• _AUFGABE_: Gib alles von der Zeile mit „Q: Where is a point on each instance of the teal“ bis hinunter zur Zeile mit „x=586, y=418“ vollständig wieder, beide eingeschlossen, auch die Zeilen mit „Q:“ und „Query:“. Verschiebe dabei jede Koordinate unter einer „Query:“-Zeile um +143 und lass die Beispielkoordinaten unter den „Q:“-Zeilen unverändert.

• _ANGEZEIGTE DATEN_:
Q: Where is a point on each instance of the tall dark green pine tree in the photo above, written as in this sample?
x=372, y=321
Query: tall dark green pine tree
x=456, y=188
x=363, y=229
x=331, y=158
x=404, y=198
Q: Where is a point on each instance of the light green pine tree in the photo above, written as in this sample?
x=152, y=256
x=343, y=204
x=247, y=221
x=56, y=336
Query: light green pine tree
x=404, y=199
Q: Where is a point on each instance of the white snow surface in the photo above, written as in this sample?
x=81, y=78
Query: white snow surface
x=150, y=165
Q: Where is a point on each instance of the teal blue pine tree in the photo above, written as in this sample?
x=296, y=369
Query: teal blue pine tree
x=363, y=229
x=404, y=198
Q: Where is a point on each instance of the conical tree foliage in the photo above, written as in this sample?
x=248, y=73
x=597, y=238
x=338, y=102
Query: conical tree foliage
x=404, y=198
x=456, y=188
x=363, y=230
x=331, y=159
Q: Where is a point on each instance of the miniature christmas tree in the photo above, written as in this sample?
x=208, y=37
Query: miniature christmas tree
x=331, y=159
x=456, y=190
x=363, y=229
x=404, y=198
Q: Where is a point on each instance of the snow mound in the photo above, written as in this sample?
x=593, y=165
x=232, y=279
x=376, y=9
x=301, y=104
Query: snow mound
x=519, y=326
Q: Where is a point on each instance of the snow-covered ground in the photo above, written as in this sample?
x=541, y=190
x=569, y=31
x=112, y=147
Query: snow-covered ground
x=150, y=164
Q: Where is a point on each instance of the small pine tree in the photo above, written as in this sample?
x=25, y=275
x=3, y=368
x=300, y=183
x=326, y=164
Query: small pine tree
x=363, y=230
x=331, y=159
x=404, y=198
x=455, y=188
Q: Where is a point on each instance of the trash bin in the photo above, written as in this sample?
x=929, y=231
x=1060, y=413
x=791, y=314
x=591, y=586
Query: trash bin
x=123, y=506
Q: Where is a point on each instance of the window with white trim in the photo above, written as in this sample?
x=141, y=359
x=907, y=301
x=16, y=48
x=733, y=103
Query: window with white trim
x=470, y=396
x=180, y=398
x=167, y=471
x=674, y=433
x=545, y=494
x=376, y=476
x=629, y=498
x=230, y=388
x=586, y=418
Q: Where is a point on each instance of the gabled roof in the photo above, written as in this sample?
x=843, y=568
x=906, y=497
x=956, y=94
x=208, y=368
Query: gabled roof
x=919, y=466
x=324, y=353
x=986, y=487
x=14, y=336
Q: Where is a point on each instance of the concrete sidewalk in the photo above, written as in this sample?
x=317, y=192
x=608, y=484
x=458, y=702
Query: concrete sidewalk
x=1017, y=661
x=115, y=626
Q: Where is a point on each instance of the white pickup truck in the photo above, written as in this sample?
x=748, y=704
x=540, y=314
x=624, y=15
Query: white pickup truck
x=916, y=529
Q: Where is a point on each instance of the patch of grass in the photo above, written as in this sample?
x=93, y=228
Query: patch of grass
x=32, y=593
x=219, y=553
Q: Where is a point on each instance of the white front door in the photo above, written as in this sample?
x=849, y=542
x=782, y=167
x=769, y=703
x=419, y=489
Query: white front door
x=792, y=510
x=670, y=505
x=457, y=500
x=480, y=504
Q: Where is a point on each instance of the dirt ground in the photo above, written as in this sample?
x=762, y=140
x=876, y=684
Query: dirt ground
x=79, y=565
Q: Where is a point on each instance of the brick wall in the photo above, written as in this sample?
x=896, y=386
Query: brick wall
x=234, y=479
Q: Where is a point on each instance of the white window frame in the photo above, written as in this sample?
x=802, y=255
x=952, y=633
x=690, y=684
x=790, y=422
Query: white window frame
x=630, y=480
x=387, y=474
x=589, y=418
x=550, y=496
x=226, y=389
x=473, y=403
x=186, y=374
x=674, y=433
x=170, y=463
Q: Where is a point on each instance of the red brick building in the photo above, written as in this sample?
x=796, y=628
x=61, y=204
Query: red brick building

• _LÖSUNG FOLGT_:
Q: Where is a point on each instance of the teal blue pine tree in the photo above, written as in this sample?
x=296, y=369
Query: teal blue pine tree
x=506, y=372
x=547, y=341
Q: Where is a point on each instance of the conical tree foliage in the photo above, written as in this sample?
x=248, y=73
x=597, y=238
x=338, y=102
Query: conical tree foliage
x=547, y=341
x=599, y=331
x=506, y=373
x=474, y=302
Q: Where is a point on each instance of the miniature christmas tree in the photo above, written as in this sample?
x=208, y=37
Query: miniature christmas tree
x=474, y=302
x=599, y=333
x=506, y=372
x=547, y=341
Q: Where is a point on each instance of the snow mound in the photo above, written as in this sample?
x=593, y=165
x=232, y=279
x=376, y=9
x=301, y=104
Query: snow mound
x=662, y=469
Q: Where is a point on each instance of the snow-covered ground in the photo above, written as in this sample?
x=541, y=190
x=569, y=31
x=112, y=147
Query: snow-covered ground
x=293, y=307
Q: Where is a point on each instance of the small pine tree in the photo above, written as in this sample?
x=25, y=275
x=3, y=368
x=300, y=183
x=326, y=164
Query: small pine tree
x=506, y=373
x=474, y=302
x=547, y=341
x=598, y=331
Q: Where is a point on each instance of the trash bin in the photo above, written as in this sample?
x=929, y=231
x=1060, y=413
x=791, y=314
x=591, y=586
Query: trash bin
x=266, y=649
Q: Where is a point on each instance of the window with white trim in the photo above, written as in this sample?
x=141, y=359
x=907, y=301
x=16, y=48
x=733, y=103
Query: window with white trim
x=613, y=539
x=323, y=541
x=310, y=614
x=817, y=576
x=688, y=637
x=519, y=619
x=772, y=641
x=373, y=531
x=729, y=561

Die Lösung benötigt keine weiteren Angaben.